Point localization data
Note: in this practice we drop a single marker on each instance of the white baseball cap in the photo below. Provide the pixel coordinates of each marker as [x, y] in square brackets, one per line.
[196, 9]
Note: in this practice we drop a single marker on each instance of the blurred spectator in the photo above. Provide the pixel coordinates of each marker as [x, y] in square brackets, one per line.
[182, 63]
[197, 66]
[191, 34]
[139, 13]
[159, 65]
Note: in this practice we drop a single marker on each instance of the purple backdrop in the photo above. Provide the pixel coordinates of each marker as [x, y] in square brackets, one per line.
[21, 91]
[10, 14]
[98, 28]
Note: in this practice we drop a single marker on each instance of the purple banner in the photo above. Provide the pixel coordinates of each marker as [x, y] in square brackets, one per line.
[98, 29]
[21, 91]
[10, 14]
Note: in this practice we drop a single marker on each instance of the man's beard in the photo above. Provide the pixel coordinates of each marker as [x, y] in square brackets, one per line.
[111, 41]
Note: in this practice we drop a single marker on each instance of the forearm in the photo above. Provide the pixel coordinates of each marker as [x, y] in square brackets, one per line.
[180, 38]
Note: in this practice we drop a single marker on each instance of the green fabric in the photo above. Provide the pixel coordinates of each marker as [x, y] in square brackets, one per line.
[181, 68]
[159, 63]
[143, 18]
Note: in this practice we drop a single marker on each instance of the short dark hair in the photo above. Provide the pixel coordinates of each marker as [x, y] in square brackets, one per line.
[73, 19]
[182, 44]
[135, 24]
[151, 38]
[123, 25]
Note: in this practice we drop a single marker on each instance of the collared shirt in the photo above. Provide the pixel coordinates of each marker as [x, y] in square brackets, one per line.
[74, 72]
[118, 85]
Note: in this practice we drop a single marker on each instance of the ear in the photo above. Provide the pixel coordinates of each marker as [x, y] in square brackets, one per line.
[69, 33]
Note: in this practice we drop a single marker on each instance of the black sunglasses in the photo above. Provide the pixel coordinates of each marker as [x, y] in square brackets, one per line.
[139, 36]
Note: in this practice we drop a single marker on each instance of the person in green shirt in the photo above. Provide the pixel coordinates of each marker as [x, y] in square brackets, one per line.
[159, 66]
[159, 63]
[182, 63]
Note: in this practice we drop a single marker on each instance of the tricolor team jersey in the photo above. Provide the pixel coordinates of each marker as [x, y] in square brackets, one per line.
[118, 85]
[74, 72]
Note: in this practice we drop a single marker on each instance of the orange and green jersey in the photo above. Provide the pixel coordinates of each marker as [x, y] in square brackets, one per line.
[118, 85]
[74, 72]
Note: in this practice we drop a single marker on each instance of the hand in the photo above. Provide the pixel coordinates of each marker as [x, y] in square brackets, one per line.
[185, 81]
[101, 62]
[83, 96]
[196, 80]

#### [Task prompt]
Write every record above out again exactly as it stands.

#### [Solution for this task]
Note: in this practice we drop a single marker on each instance of the white baseball cap in the photo below. Provide the pixel coordinates of each marker as [x, y] in square brackets, one per line.
[196, 9]
Note: in this practice we drop a single marker on each instance of the blurred spectator in the photo above. Provide the pixel coordinates of each marker as [x, y] in square brackets, one per line.
[182, 63]
[197, 66]
[191, 34]
[139, 13]
[159, 65]
Note: in this practice we drop a single marker on each instance of the purple backdrop in the photo above. Provide the pixel coordinates of each marker as [x, y] in square brackets, one per line.
[21, 91]
[10, 14]
[98, 28]
Note: in this practice we drop a single marker on each instance of the purple banner in the photo above. Provide the pixel coordinates of each marker as [x, y] in square brackets, one per line.
[98, 29]
[21, 91]
[10, 14]
Note: in this practice we drop a single marker on each instance of the man's beard in the photo above. Provide the pixel coordinates of each marker as [x, y] in square brackets, one per line.
[111, 41]
Note: in this practice we drop a single marker on each instance of the forearm in the photo above. Provide the pixel coordinates of each marker as [x, y] in square brackets, one per line.
[180, 38]
Note: in this practice we drop a single marker on each instance of the green fabric in the photo above. Provide the pixel coordinates of each marker as [x, y] in square brackets, one per line.
[181, 68]
[159, 63]
[143, 18]
Note: in this practice we drop a single marker on each instance of the short dark hair in the photo above. Provide the pixel coordinates of each marker as [x, y] in square brackets, one per line.
[73, 19]
[182, 44]
[135, 24]
[151, 38]
[123, 25]
Note: in this practice we drop a single marker on each instance of the collared shirt in the photo above. Provide the pixel coordinates of each marker as [x, y] in square brackets, one per line.
[74, 72]
[118, 85]
Note: in this practice we drop a single marker on each instance of the ear in the photo above. Provide the pixel coordinates of each marker as [x, y] in square brackets, one per line.
[69, 33]
Note: in this practice we drop a single marker on each instance of the black sunglasses in the photo above. Provide the pixel coordinates of each marker as [x, y] in square brackets, one per line.
[139, 36]
Note: in this practice we drop a single marker on each instance of the person in green shirt in the photo above. Provide the pixel coordinates of each marker as [x, y] in square brackets, one per line.
[159, 66]
[159, 63]
[182, 63]
Note: in this practice we drop a single marker on each instance of the tricolor team jersey in the photo above. Provide the pixel coordinates of each marker as [x, y] in square brackets, one per line.
[118, 85]
[74, 72]
Note: in this practice we drop a single marker on each instance of the orange and green jersey in the photo above. Provide the pixel coordinates of each marker as [x, y] in square brackets, one per line.
[118, 85]
[74, 72]
Note: in this practice we drop a single marker on each instance of the hand in the photo above. Provide the pixel coordinates of each marker as [x, y] in square brackets, one per line.
[185, 81]
[101, 62]
[83, 96]
[196, 80]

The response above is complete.